» Excerpted data:
══════
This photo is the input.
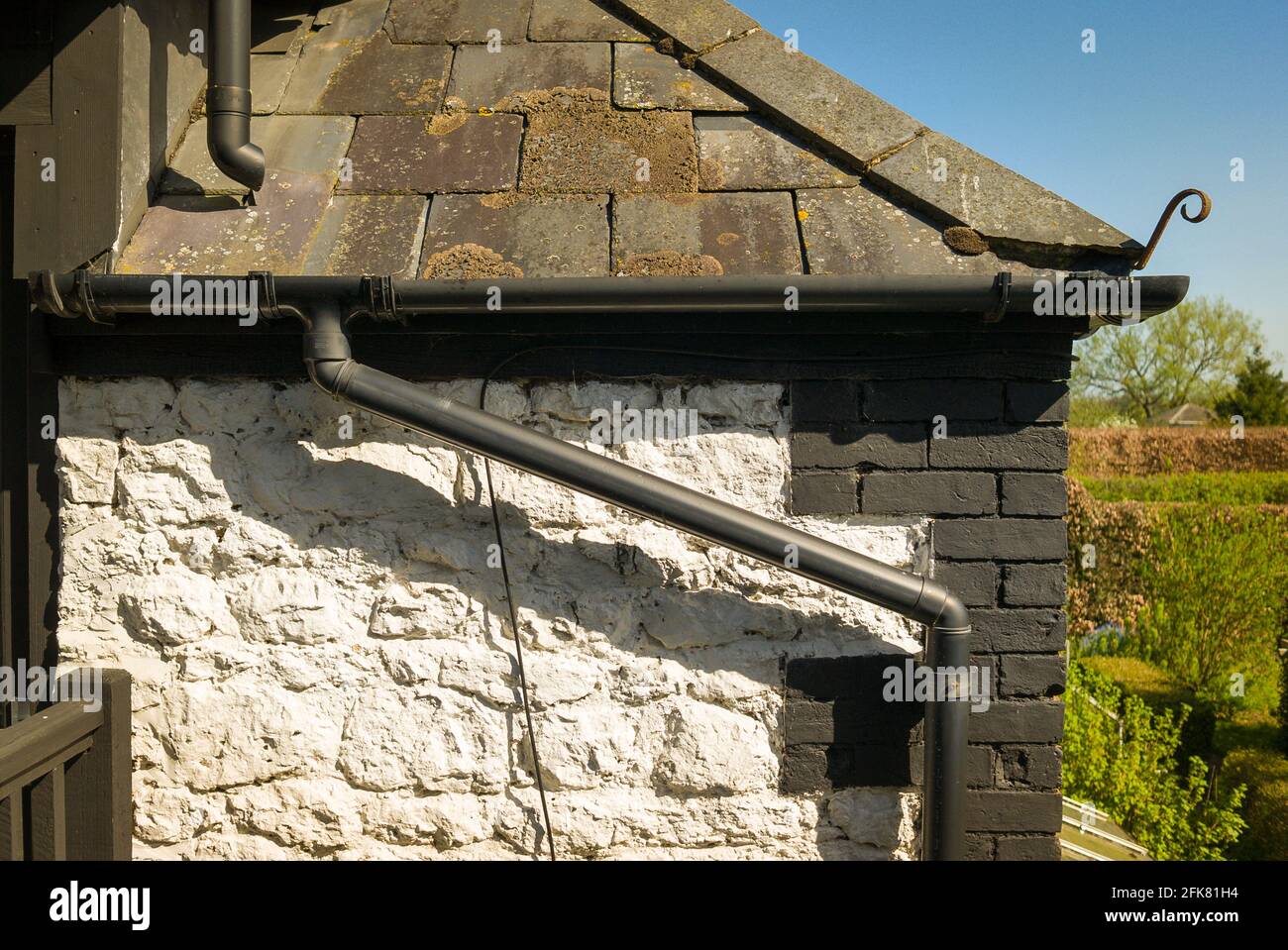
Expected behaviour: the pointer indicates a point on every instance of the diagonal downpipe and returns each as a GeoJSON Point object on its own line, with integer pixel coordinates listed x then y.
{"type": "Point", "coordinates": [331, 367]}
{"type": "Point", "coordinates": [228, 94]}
══════
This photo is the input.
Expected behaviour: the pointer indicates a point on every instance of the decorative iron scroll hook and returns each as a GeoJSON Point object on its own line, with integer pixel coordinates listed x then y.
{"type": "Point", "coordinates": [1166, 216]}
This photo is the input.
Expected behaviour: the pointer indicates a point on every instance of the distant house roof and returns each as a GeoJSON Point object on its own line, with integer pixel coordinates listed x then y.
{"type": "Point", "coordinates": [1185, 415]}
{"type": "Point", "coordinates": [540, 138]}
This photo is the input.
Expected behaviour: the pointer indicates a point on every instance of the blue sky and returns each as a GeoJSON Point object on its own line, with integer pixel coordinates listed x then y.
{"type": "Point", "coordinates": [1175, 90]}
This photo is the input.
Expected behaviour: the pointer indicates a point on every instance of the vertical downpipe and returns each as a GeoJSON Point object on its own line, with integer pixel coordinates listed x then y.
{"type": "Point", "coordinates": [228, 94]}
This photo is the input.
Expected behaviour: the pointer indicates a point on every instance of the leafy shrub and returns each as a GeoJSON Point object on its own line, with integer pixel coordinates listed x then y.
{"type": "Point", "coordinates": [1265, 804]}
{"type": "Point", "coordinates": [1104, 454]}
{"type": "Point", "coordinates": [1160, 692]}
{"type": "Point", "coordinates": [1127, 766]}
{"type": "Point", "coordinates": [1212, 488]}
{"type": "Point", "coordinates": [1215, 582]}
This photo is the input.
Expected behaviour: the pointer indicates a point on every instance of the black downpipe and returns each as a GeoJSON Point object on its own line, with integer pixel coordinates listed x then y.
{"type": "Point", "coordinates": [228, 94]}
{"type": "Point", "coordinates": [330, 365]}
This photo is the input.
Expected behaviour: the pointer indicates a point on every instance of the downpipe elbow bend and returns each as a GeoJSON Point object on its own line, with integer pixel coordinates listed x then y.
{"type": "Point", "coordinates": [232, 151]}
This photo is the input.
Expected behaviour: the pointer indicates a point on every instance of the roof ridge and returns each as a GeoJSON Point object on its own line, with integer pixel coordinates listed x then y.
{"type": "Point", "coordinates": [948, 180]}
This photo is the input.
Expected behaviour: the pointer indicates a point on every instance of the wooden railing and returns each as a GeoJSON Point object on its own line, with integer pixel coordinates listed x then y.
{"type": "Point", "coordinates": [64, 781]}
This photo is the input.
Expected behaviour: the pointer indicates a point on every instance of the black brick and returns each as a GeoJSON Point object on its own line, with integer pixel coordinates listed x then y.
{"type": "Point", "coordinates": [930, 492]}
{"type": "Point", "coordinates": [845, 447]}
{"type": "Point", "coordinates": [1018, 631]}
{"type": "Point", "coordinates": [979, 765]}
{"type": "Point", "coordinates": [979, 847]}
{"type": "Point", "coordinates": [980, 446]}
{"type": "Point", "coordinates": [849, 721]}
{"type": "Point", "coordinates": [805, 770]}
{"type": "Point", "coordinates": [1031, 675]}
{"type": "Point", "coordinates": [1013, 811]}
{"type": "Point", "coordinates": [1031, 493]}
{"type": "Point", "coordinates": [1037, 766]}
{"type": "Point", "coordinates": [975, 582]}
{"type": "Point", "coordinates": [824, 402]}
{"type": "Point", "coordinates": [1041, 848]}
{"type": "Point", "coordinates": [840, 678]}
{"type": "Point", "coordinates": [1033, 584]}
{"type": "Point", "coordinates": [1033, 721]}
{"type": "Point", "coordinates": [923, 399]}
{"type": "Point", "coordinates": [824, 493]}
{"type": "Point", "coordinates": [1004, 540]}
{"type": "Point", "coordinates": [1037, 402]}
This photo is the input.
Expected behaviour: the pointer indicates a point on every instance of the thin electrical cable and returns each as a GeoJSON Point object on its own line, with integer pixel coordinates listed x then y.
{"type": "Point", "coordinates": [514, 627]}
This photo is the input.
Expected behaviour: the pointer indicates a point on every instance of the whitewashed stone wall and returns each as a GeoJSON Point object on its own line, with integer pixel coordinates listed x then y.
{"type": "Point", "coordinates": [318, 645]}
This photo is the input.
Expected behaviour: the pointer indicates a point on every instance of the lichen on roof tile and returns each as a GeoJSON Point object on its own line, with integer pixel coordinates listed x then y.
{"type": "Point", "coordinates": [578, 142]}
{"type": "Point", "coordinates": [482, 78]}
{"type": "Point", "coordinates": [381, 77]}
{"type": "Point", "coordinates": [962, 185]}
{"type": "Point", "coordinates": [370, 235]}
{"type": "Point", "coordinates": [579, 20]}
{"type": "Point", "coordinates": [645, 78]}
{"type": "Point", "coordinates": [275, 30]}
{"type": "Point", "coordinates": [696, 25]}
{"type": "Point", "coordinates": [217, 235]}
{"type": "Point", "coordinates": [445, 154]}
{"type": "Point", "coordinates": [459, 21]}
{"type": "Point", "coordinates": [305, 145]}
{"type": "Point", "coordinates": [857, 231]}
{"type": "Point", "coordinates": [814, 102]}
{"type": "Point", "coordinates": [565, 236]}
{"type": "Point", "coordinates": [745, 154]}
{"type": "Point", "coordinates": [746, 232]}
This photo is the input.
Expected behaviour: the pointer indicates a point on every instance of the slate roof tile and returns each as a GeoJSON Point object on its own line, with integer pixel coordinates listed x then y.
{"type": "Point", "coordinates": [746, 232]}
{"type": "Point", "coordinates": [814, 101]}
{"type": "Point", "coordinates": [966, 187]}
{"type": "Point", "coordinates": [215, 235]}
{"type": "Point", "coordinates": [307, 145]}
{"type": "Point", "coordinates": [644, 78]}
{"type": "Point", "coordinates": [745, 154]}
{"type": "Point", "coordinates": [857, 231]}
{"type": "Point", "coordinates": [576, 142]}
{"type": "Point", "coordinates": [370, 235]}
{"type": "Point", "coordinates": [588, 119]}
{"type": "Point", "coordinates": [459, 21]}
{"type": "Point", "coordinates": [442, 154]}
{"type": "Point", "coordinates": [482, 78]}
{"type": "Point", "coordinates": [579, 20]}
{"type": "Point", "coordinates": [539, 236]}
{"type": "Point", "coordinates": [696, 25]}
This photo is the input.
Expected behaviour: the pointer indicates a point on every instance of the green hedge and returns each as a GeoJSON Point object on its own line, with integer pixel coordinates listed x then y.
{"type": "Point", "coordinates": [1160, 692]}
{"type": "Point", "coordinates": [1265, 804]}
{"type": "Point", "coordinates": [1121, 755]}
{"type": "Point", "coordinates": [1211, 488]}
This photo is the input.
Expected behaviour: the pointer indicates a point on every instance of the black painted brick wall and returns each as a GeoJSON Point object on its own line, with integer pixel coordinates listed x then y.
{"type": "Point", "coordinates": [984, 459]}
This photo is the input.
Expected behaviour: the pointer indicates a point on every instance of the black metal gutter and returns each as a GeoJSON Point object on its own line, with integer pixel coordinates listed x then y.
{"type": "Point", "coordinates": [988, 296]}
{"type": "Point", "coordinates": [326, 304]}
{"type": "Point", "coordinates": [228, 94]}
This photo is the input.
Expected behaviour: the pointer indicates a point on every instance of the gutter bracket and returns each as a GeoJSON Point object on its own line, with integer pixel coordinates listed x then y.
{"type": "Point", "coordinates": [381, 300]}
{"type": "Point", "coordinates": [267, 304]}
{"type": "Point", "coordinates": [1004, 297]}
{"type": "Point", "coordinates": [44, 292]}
══════
» What is required:
Count the lines of the records that contain the string "gutter". Give only the number.

» Solution below:
2